_WHAT IS REQUIRED_
Lay out every line of the items below, from the line containing "Target = asphalt road" down through the line containing "[(362, 97), (507, 175)]", as a Markdown table with the columns Row and Line. Number each row and leave out blank lines.

Named object pointing items:
---+---
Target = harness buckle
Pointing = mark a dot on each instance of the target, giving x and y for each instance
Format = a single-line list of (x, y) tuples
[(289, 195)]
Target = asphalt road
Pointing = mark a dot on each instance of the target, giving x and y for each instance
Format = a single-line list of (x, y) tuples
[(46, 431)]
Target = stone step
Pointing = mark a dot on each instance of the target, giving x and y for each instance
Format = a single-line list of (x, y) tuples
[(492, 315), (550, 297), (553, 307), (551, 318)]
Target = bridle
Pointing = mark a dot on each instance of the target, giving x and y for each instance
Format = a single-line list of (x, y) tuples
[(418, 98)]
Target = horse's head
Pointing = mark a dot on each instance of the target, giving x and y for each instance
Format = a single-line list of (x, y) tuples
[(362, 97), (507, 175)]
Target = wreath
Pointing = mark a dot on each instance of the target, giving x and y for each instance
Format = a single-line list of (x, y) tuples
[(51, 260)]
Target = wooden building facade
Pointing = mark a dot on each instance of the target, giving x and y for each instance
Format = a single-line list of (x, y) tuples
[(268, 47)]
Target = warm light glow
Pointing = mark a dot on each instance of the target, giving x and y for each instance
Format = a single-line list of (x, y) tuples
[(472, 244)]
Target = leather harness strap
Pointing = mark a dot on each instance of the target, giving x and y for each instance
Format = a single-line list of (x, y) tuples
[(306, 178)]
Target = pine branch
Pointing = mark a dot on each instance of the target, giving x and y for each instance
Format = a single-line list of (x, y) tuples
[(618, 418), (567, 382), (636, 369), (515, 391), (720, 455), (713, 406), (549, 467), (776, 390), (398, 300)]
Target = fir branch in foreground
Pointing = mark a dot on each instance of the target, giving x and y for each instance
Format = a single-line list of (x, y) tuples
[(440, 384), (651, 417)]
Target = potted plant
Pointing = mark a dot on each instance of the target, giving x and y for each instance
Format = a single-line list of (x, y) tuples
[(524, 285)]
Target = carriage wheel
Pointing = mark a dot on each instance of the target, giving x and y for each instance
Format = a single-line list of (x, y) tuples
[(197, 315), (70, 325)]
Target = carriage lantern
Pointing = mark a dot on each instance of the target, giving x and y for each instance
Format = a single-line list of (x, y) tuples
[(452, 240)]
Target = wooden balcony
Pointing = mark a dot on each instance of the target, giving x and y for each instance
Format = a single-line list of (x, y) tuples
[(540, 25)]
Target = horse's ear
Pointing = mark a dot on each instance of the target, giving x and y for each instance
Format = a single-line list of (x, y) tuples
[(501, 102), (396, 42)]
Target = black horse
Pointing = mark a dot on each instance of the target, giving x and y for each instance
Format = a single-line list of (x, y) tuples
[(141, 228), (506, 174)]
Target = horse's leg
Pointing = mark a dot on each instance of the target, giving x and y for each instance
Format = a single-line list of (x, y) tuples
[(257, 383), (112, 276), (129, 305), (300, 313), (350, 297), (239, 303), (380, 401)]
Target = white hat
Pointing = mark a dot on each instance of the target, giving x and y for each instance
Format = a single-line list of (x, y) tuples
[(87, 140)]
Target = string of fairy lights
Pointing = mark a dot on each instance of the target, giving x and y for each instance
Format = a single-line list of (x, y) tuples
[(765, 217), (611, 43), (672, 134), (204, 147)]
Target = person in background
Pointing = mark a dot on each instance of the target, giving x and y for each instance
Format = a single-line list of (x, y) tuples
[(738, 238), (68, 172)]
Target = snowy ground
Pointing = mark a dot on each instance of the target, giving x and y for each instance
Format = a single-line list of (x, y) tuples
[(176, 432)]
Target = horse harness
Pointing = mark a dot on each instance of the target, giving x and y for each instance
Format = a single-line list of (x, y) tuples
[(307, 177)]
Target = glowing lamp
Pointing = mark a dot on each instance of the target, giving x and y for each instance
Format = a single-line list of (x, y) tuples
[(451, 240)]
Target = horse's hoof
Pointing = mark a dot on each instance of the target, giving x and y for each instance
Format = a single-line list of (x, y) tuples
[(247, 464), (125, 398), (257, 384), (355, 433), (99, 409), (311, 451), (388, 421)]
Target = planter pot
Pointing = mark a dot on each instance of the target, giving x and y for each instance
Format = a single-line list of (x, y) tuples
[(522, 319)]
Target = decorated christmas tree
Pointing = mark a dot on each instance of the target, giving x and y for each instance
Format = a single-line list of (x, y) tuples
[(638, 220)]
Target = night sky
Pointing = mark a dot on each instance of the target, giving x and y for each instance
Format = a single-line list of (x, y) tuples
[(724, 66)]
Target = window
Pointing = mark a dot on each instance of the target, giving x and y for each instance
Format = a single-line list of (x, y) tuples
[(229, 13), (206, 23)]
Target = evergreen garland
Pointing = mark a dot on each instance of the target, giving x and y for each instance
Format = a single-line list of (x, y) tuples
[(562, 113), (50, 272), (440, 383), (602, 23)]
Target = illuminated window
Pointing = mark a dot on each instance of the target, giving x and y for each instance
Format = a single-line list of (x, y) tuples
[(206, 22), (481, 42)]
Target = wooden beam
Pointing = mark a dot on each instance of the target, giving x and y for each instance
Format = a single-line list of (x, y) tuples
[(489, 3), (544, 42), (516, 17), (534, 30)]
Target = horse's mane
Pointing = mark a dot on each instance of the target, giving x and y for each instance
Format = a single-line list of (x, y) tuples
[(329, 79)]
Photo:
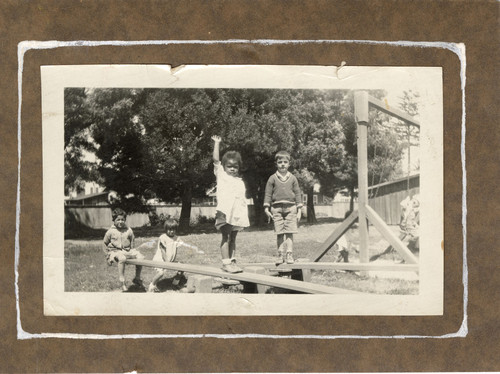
---+---
_SOLUTION TO THIS PROBLEM_
| Row | Line |
|---|---|
| 1 | Target = asphalt road |
| 2 | Pointing = mark a dot on each instance of the target, giving x and y for each instance |
| 3 | Format = a single-line list of (x, y) tuples |
| 4 | [(46, 431)] |
| 5 | Target = stone step |
| 6 | Pointing = mark a dot on each instance of the target, giving x and y for each instance |
| 7 | Format = a single-line list of (x, y) tuples |
| 8 | [(492, 315), (550, 297), (553, 307), (551, 318)] |
| 9 | Target = bridle |
| 10 | Pointing = mark a dot on each instance of the target, giving x and y for each instance |
| 11 | Format = a single-line list of (x, y) tuples |
| 12 | [(418, 98)] |
| 13 | Target = horse's head |
| 14 | Pointing = mark a dot on each instance of the target, giving x and y for each instance |
| 15 | Format = a single-line list of (x, y) tuples |
| 16 | [(362, 97), (507, 175)] |